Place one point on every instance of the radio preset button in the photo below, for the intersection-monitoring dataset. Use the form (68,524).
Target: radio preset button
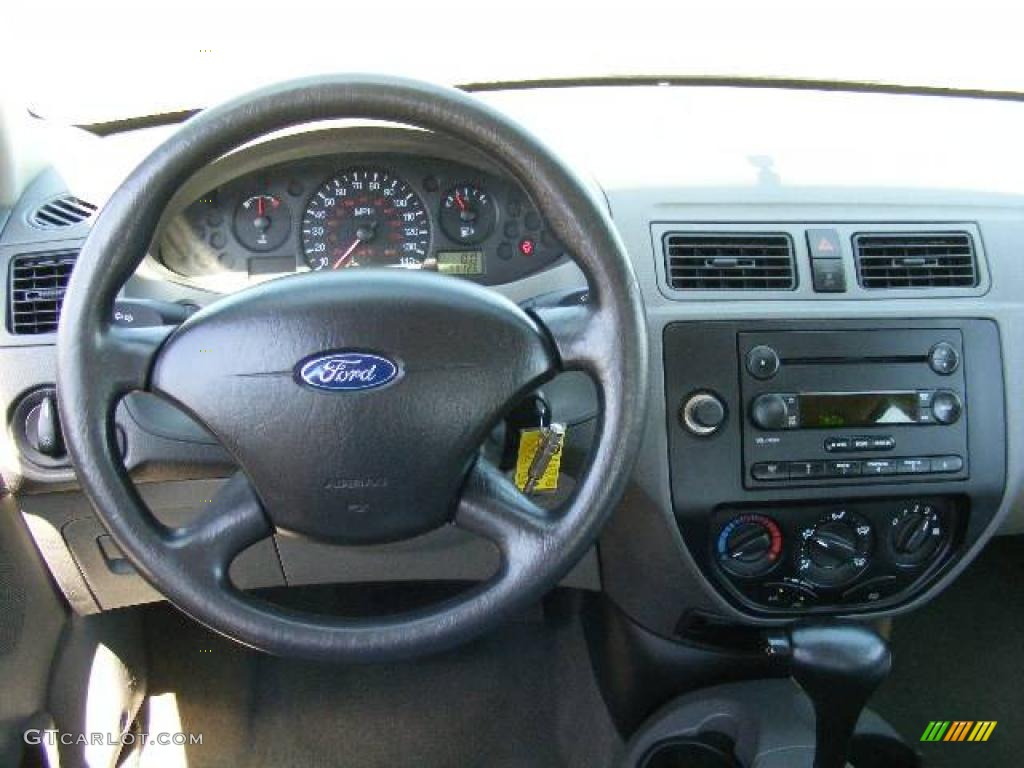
(843,468)
(880,467)
(801,470)
(947,464)
(838,444)
(912,466)
(770,471)
(943,358)
(762,361)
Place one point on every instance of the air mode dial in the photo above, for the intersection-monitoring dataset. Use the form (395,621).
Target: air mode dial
(836,550)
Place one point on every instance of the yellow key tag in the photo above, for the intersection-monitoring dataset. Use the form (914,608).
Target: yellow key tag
(539,459)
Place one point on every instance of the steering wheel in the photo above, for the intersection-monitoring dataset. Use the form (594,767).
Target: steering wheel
(355,402)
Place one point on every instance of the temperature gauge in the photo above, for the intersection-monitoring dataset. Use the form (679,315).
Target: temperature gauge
(468,214)
(262,222)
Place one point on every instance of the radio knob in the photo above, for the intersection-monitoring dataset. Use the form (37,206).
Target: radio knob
(946,407)
(762,361)
(769,412)
(702,414)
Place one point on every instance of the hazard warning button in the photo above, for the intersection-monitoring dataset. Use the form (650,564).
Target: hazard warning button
(823,244)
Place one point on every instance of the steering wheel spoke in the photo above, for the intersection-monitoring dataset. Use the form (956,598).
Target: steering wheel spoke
(232,521)
(493,507)
(578,333)
(282,387)
(129,353)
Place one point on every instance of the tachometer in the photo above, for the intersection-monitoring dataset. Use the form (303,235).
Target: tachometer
(366,217)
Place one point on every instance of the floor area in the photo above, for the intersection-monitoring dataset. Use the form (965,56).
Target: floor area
(526,695)
(962,657)
(523,696)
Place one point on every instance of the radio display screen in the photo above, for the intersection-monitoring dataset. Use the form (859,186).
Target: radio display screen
(858,409)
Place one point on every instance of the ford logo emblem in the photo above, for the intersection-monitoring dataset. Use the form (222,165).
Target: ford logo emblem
(347,372)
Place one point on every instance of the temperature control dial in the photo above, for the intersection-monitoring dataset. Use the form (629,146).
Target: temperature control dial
(916,531)
(750,545)
(836,550)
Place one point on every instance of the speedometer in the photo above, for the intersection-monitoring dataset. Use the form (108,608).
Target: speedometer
(366,217)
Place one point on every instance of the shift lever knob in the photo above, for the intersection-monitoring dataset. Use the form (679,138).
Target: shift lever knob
(839,666)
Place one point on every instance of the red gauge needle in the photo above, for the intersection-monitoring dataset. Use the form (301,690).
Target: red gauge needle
(345,256)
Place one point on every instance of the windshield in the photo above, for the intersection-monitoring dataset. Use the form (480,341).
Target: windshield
(95,62)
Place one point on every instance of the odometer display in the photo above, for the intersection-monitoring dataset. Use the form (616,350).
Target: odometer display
(366,217)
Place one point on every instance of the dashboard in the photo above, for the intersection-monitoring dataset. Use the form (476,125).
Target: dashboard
(728,514)
(356,211)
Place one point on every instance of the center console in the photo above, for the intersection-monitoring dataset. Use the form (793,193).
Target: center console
(837,466)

* * * * *

> **TO DO**: Send back the entries above exactly. Skip the images.

> **TASK RESPONSE**:
Place one point on every instance of the radio preset button in the photo below, for the intersection-monitoring dataset. Use the form (68,524).
Target: radio preset button
(843,468)
(880,467)
(801,470)
(947,464)
(838,444)
(912,466)
(770,471)
(943,358)
(762,361)
Place one point on every instance of the air mode dial in the photo above, for the intersection-monitoring dataset. Use the form (395,621).
Target: air mode dial
(836,550)
Place one point on every instance of the yellow key tag in the photo above, for the intersection-monitoring dataset. Use the form (914,608).
Target: yellow key tag
(539,459)
Place one point on every instance of the steering wheel in the photo above, for the intersection-monitoring dataset. Use the form (594,767).
Target: steering wheel
(355,402)
Place one point on every instance of the temperature gauge in the photo above, for the intersection-monitoring dataset. Use the form (679,315).
Target: temperature gauge
(468,214)
(262,222)
Place one point on every instance of the radio knob in the photo above, for the intersection-monitoring dataset. Use the form (37,206).
Target: radio knob
(946,407)
(762,361)
(769,412)
(702,414)
Place one point on every instance of the hazard warning button in the photo above, for the intersection-monitoring dataset. Use the form (650,564).
Target: hazard warning button
(823,244)
Place one point on every instance of the steering wheel spoke in the photo above, for the intersection-monitoring dataset. Use the form (956,598).
Target: steering wheel spoke
(232,521)
(493,507)
(578,333)
(282,387)
(129,353)
Place one point on every instance of the tachometer in the photo above, for the intersection-monitoring dataset. Use the form (303,235).
Target: tachometer
(366,217)
Place one point on every instance of the floor area in the photo above, for the intersection-monitoring dataset. Use the form (965,56).
Target: floor area
(526,695)
(962,657)
(523,696)
Place one point on every instance of the radio display screen in the photo above, for the intersection-monitoring dataset. Use the form (859,186).
Target: radio display screen
(858,409)
Place one point on every instance of the ford logo emblem in the photo above, for the intersection-monitoring dataset. Use the form (222,165).
Target: ford logo emblem
(347,372)
Place one point on every instance of the temperature control dial in the photo above, for the intersection-monitoring dataset. Use the form (629,146).
Target: temperature control dial
(916,531)
(750,545)
(836,550)
Place one point on every instance of the speedometer in the photo above, for the intersection-monitoring dataset. Use the form (108,608).
Target: speedometer
(366,217)
Place one point on every instance of the shift lever knob in the photo above, for the intersection-monitoring dataset. Use the form (679,138).
Target: shift lever knob
(839,666)
Place one point on every instance of the red gauge needle in the photo above, for the intersection-monitoring dataset. Use the form (301,690).
Target: red gauge needle
(345,256)
Place one point on every instance of the windshield in the photo above, for the intersection-monitoring dataset. Use the form (480,341).
Target: windshield
(95,62)
Place one point on every instance of the odometer display in the photo above, for the intersection-monitoring dataset. Use the form (616,350).
Target: odometer display
(366,217)
Place one point on every instance of the dashboard in the photo above, for the intersection-monitoring dataset. Use the form (476,125).
Target: dashboard
(728,514)
(356,211)
Place one point on every instance of the center console in the photo above, for the intersection-monitoring dataset. Use the form (793,193).
Target: center console
(837,466)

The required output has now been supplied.